**Request**: Please rewrite the material as a two-column CSV with columns named input and output, starting with the line that contains "527, row 68." and going on through the line that contains "column 476, row 424". Put each text and its answer on one row, quote both fields, and replace line breaks with spaces.

**Point annotation records**:
----

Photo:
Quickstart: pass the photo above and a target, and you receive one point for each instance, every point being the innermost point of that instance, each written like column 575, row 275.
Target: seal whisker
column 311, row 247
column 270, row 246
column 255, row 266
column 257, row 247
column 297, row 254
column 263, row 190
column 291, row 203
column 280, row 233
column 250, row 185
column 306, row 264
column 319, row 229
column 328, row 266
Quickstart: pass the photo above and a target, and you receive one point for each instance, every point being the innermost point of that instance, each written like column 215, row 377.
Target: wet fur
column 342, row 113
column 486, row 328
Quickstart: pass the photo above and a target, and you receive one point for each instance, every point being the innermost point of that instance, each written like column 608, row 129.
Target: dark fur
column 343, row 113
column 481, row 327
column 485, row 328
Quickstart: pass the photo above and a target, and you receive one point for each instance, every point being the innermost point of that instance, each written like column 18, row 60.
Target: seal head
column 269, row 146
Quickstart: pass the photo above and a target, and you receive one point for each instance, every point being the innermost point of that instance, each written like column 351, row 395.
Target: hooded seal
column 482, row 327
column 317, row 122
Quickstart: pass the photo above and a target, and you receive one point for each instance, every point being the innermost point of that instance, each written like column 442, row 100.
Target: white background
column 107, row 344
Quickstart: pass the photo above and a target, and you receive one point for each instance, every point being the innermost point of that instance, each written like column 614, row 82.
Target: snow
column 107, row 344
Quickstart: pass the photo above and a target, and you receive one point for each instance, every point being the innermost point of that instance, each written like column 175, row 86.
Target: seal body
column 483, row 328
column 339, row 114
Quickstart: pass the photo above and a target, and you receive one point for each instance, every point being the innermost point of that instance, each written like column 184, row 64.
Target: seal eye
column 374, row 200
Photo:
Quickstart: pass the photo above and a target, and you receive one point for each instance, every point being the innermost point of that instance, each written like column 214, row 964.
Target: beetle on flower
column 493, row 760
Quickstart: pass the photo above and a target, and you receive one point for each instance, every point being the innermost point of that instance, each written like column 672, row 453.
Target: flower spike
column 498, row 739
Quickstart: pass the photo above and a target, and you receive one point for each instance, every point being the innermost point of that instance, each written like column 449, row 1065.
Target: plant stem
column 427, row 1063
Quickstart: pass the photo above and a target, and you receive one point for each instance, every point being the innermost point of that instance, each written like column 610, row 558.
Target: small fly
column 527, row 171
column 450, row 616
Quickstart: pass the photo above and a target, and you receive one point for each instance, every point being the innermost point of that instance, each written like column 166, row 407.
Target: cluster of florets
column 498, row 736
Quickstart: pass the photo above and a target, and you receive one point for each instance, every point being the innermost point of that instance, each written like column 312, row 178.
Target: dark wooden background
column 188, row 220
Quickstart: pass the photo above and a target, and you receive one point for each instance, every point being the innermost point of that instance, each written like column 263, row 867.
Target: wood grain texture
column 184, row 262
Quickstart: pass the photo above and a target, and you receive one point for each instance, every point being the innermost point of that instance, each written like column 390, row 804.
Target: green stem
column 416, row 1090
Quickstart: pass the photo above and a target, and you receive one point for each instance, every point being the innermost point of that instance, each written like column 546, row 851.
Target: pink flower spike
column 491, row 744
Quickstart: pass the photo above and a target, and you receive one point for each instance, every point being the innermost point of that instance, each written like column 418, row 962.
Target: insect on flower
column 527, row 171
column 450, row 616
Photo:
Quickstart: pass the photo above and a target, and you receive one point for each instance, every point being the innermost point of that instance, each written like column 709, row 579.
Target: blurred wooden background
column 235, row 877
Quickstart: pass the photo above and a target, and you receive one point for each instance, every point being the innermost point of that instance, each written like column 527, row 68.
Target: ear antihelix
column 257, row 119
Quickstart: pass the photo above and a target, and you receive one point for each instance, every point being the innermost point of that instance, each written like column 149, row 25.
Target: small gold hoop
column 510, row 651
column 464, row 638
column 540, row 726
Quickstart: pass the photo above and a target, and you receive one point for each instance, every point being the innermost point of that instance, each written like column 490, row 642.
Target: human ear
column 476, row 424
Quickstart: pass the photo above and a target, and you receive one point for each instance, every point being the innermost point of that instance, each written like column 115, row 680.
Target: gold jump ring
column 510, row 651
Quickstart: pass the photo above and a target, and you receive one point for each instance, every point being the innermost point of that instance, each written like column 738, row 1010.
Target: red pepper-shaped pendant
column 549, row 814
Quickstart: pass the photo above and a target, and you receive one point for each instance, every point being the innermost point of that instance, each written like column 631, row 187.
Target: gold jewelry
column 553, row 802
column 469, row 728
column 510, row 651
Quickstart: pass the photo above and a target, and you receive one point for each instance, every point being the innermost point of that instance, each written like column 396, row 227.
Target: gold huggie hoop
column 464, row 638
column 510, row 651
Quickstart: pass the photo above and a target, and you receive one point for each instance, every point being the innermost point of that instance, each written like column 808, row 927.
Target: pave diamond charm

----

**Solved problem**:
input,output
"Quickstart: pass the photo above and a target, and you receive one point for each instance, every point being the innermost point of that instance, each written like column 527, row 68. Target: ear antihelix","column 257, row 119"
"Quickstart: pass the photo above and a target, and you receive one point for each instance, every point being the innermost point of that instance, each written like column 149, row 25. Target: small gold hoop","column 510, row 651 column 464, row 638 column 540, row 726"
"Quickstart: pass the photo above and a target, and you receive one point for each instance, every point being the innermost point of that instance, each written like column 490, row 642. Target: human ear","column 476, row 424"